_WHAT IS NEEDED_
Repeat the listing in full. Nothing may be added or left out.
── INFORMATION SUPPLIED
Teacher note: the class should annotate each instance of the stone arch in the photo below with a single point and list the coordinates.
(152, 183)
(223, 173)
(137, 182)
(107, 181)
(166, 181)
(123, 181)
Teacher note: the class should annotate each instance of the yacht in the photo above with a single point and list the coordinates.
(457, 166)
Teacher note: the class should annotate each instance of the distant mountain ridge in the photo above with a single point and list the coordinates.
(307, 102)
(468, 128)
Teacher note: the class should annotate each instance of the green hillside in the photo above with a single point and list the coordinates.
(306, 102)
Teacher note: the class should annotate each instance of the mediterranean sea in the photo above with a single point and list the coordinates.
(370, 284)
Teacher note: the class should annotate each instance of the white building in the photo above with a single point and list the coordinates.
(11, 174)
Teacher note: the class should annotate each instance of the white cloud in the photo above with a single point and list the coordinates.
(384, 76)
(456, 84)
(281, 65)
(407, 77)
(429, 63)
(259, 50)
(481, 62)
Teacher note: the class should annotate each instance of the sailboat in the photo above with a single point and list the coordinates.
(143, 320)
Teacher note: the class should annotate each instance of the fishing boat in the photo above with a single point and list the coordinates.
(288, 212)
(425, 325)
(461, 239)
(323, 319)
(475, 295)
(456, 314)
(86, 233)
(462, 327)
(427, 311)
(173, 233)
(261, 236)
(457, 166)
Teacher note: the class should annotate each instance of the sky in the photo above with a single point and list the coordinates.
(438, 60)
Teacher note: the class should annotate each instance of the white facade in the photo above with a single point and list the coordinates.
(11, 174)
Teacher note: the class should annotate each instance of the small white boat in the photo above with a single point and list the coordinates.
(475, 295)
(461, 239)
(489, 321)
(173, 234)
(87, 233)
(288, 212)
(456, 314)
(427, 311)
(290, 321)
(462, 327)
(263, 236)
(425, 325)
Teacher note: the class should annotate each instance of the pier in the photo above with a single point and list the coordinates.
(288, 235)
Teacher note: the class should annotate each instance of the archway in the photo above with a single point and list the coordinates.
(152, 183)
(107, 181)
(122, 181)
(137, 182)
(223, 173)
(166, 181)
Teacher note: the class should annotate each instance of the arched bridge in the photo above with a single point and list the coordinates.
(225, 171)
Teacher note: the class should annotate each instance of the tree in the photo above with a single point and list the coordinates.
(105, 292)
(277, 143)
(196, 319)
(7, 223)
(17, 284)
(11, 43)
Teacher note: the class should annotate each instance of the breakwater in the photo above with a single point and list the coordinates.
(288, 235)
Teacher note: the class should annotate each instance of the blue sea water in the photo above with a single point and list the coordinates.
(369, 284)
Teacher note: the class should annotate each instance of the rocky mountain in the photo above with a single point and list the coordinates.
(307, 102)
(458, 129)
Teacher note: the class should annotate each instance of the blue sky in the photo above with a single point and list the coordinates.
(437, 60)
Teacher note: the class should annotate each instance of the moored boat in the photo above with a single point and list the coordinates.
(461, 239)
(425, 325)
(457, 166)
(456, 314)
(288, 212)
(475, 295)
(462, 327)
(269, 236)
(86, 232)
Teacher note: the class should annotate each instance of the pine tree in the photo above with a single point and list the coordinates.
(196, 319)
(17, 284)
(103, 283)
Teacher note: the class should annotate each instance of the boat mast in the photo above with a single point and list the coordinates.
────
_EXERCISE RESULT_
Teacher note: the class should annotate each instance of the stone arch in the photo below with a single point and list the coordinates.
(152, 183)
(223, 173)
(137, 182)
(107, 181)
(166, 181)
(123, 181)
Teacher note: the class should annotate each instance of the yacht in the photo above with a single point and list the coordinates.
(457, 166)
Teacher note: the class should annotate each instance of the distant mountain ridge in the photo above with a single point and list the coordinates.
(307, 102)
(468, 128)
Teacher note: the class should annotate each instance of the green hillside in the photo above with a single point and list the coordinates.
(306, 102)
Teacher note: the class should annotate each instance of the mediterranean sea in the photo above with a single point and list the coordinates.
(370, 284)
Teacher note: the class should annotate each instance of the white building in the photo above with a single point and list the coordinates.
(11, 174)
Teacher note: the class should annotate each instance of the white cloud in the photo above with a single point and list the coordinates.
(384, 76)
(456, 84)
(281, 65)
(407, 77)
(429, 63)
(259, 50)
(481, 62)
Teacher note: the class should annotate each instance of the sailboat in the photo above with a single point and list the coordinates.
(143, 320)
Teacher note: the class should annotate each instance of the fishing boat in the photo above with a single point and list the coordinates.
(288, 212)
(425, 325)
(461, 239)
(323, 319)
(475, 295)
(456, 314)
(86, 233)
(462, 327)
(427, 311)
(173, 233)
(261, 236)
(457, 166)
Teacher note: the class should annotate each instance of the sky in the photo above with a single point and list the coordinates.
(438, 60)
Teacher note: the class should annotate each instance of the white facade in the photo above with a single point and list the coordinates.
(11, 174)
Teacher note: the class should annotate each instance of the small white boat in the photo above with a single point and list the coordinates.
(475, 295)
(461, 239)
(489, 321)
(173, 234)
(87, 233)
(288, 212)
(456, 314)
(427, 311)
(290, 321)
(462, 327)
(263, 236)
(425, 325)
Teacher note: the class should annotate each instance of the pier in the photo above with a single point and list the coordinates.
(288, 235)
Teacher note: the class should annotate each instance of the archway in the photo above with a single point and list the coordinates.
(152, 183)
(107, 181)
(122, 181)
(137, 182)
(223, 173)
(166, 181)
Teacher note: the class should annotate each instance of the arched bridge in the photo above with a single point and list the coordinates.
(225, 171)
Teacher note: the class should annotate each instance of the tree in the photo above with a single point and list the coordinates.
(105, 292)
(277, 143)
(196, 319)
(7, 223)
(17, 284)
(11, 43)
Teacher note: the class should annotate each instance of the breakwater in the photo above with a single point and list the coordinates.
(288, 235)
Teacher note: the class should annotate each instance of the blue sea water in the photo above with a single point and list the coordinates.
(369, 284)
Teacher note: the class should annotate each instance of the rocky mountain in the photo above with a single point and list the coordinates.
(307, 102)
(458, 129)
Teacher note: the class should annotate each instance of the blue sky in the photo above with a single point and list the coordinates.
(437, 60)
Teacher note: the class should annotate each instance of the moored boat in the photo above with a single point and list the coordinates.
(461, 239)
(425, 325)
(457, 166)
(456, 314)
(288, 212)
(475, 295)
(462, 327)
(269, 236)
(86, 232)
Teacher note: the class should annotate each instance of the pine tree in the photo above with a single point and list the coordinates.
(196, 319)
(17, 284)
(103, 283)
Teacher note: the class should annotate each instance of the boat mast in the photo above with a single point and list the coordinates.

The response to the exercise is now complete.